TASK PROMPT: Set down the material below word for word, leaving out the pictures.

STORED DATA:
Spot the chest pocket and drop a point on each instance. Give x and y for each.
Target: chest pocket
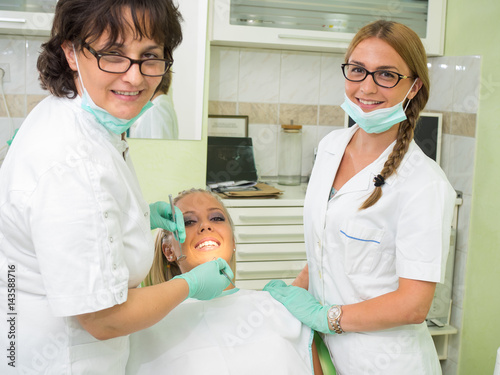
(362, 247)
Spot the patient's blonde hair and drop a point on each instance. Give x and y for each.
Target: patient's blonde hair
(162, 270)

OUTPUT:
Spot the chest pocket and drop a point on each instance. Give x and y for each.
Target: chest pocket
(362, 247)
Spot the patient's blonde hair and drop a point on each instance. Give x and y for each.
Target: patient's blonde hair
(162, 270)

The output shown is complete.